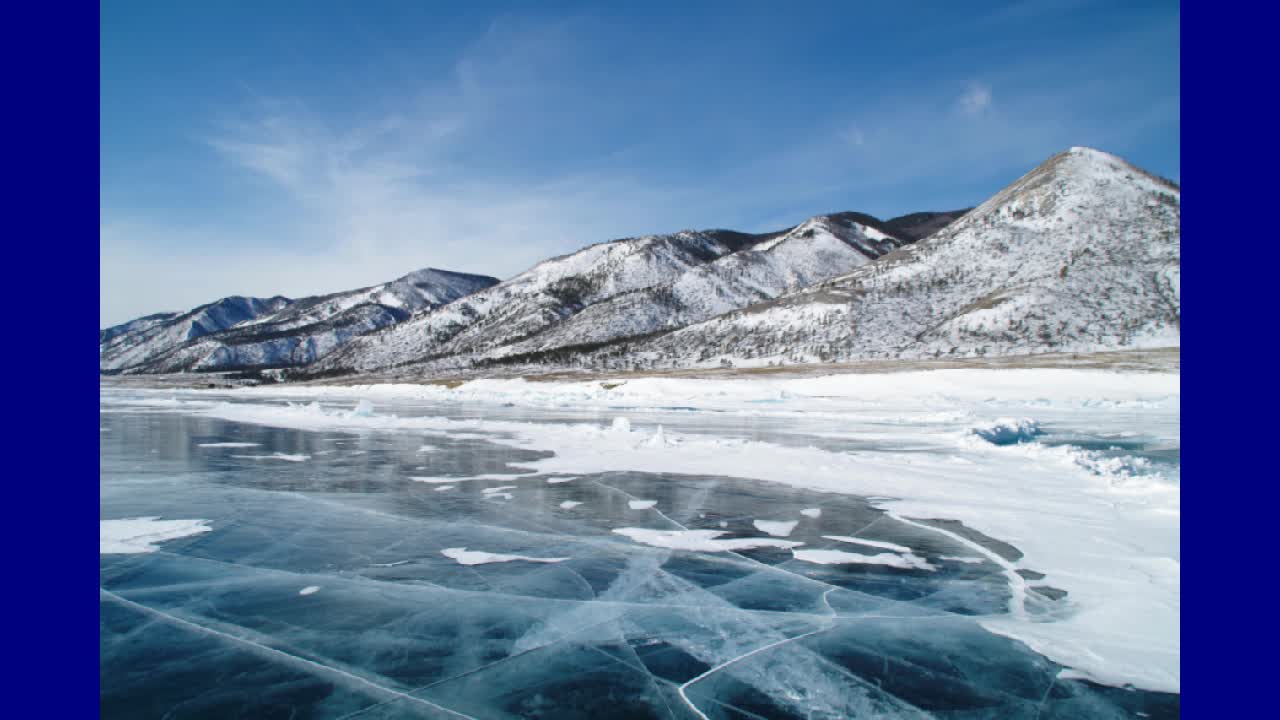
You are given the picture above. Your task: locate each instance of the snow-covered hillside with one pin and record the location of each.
(138, 342)
(296, 332)
(617, 290)
(1079, 254)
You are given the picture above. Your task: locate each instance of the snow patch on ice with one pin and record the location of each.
(465, 556)
(699, 541)
(141, 534)
(1009, 431)
(283, 456)
(883, 545)
(841, 557)
(776, 528)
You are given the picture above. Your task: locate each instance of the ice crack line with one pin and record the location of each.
(1016, 583)
(734, 661)
(293, 659)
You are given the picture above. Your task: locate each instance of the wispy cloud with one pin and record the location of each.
(976, 100)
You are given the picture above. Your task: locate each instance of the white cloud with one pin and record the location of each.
(976, 100)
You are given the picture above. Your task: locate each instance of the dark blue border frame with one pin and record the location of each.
(1230, 259)
(50, 53)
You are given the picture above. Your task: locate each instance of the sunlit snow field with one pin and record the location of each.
(949, 543)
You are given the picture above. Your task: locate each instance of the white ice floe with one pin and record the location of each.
(960, 559)
(141, 534)
(841, 557)
(883, 545)
(465, 556)
(462, 479)
(283, 456)
(699, 541)
(776, 528)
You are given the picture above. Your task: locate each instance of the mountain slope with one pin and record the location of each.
(817, 249)
(1079, 254)
(617, 290)
(301, 331)
(141, 341)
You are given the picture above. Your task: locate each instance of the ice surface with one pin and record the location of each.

* **To do**:
Rewrite all the items above with "one pin" changed to "a single marker" and nothing else altered. Leave the pictures out.

* **Written reply**:
You are given the picture above. Your task: locate each instance of the snow-covered hillside with a single marker and record the location of each.
(138, 342)
(296, 332)
(617, 290)
(1079, 254)
You are given the picture above. Your task: locate each instance of the snow patch on ice with a single marker and record the location of each.
(465, 556)
(699, 541)
(141, 534)
(1009, 431)
(283, 456)
(883, 545)
(841, 557)
(776, 528)
You are given the picture above. Your task: locate each instance of the ice crack line with a single marker and record the location of each.
(1016, 583)
(734, 661)
(293, 659)
You are given the picture above. Your task: locate each instance of the wispy cloud with a single marker and record the location of each.
(976, 100)
You are given the picture above. Your task: locate each instance of the white cloud with a single marker and record the location of each.
(976, 100)
You are given the picture above. Your task: locate each instance of the dark blue border frame with a single marker and record the location of each.
(1230, 259)
(50, 53)
You are given the picture above. Your task: locate each instance of the sunlit snow field with a single marker and record the location of each.
(949, 543)
You are given the picture above. Your task: locate each instance of the white ice floe with a single marker and record the location of each.
(960, 559)
(141, 534)
(841, 557)
(883, 545)
(465, 556)
(462, 479)
(283, 456)
(699, 541)
(776, 528)
You are given the picture above. Your task: locate each instance of the mountain slope with a single marker and record the location of each.
(817, 249)
(1079, 254)
(617, 290)
(301, 331)
(141, 341)
You are given the picture above. Your task: locate each instance of the ice surface with a single marker and record the location of each.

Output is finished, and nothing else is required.